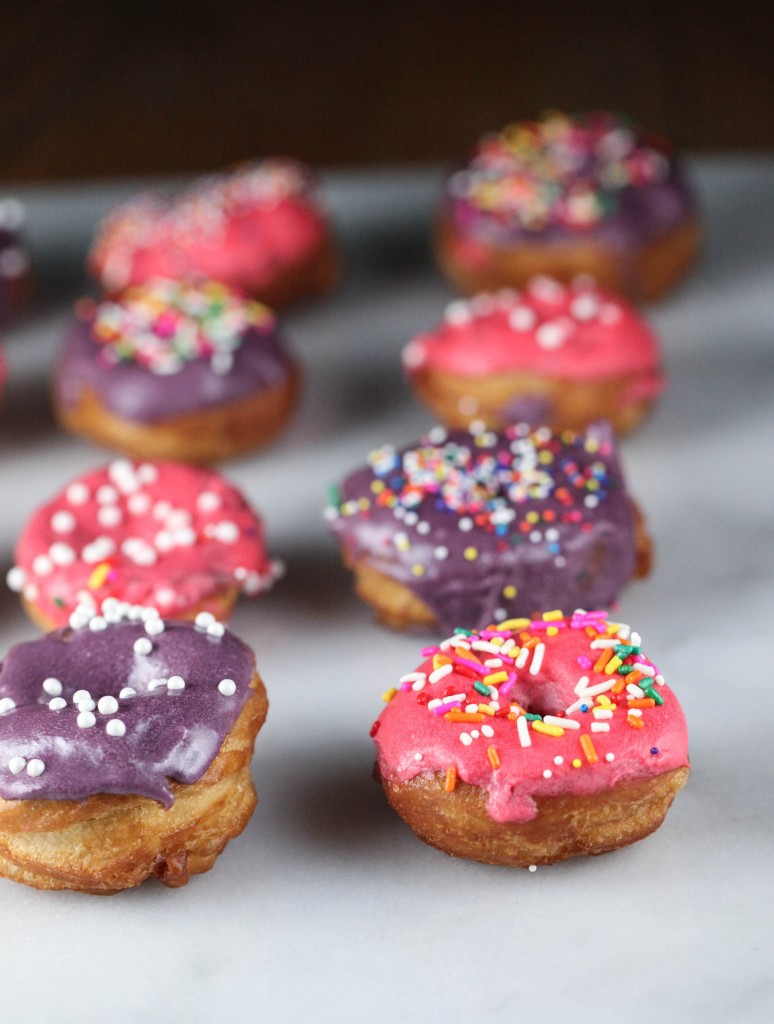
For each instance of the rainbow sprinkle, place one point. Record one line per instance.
...
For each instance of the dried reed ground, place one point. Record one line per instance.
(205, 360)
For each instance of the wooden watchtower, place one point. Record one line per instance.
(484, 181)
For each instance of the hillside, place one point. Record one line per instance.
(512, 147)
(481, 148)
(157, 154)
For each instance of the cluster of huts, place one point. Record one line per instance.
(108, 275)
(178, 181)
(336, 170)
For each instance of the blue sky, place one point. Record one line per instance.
...
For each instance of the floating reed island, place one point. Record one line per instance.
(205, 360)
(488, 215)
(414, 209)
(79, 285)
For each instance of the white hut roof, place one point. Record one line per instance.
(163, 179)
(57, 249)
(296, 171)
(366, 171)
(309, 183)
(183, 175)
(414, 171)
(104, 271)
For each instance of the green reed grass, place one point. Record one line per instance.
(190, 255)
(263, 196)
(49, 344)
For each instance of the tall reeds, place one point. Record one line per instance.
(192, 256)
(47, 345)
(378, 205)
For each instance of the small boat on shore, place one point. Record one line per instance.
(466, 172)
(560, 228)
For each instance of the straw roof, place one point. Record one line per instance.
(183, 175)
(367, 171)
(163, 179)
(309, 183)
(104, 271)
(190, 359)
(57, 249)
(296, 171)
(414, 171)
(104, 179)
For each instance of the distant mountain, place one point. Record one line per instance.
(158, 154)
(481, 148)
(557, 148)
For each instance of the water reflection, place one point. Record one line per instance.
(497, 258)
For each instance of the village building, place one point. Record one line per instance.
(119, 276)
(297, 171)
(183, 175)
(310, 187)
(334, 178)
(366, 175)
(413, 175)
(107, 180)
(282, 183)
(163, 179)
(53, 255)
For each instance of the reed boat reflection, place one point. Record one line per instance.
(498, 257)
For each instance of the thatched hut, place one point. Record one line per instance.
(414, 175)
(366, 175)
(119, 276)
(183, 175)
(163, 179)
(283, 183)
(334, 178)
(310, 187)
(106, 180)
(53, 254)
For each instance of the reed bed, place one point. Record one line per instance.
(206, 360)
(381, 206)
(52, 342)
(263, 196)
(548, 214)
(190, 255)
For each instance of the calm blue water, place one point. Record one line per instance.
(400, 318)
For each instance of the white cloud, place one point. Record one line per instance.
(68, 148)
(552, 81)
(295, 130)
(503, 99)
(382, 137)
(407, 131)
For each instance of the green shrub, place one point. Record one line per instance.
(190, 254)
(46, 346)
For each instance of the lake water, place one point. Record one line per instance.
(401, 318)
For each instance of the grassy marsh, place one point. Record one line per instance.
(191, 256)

Work instructions =
From the records above, transcribe exactly the run of lines that opens with the line holding "For each instance of the hillside, place" and closes with the line holding "For each instance of the blue", both included.

Written solution =
For each instance of the hillside, place one point. Record one line per instance.
(512, 147)
(481, 148)
(157, 154)
For each instance of the cluster of huts, place one point. Record one line per instance.
(108, 275)
(178, 181)
(336, 170)
For each instance of the blue sky, place one point. Record one line per instance.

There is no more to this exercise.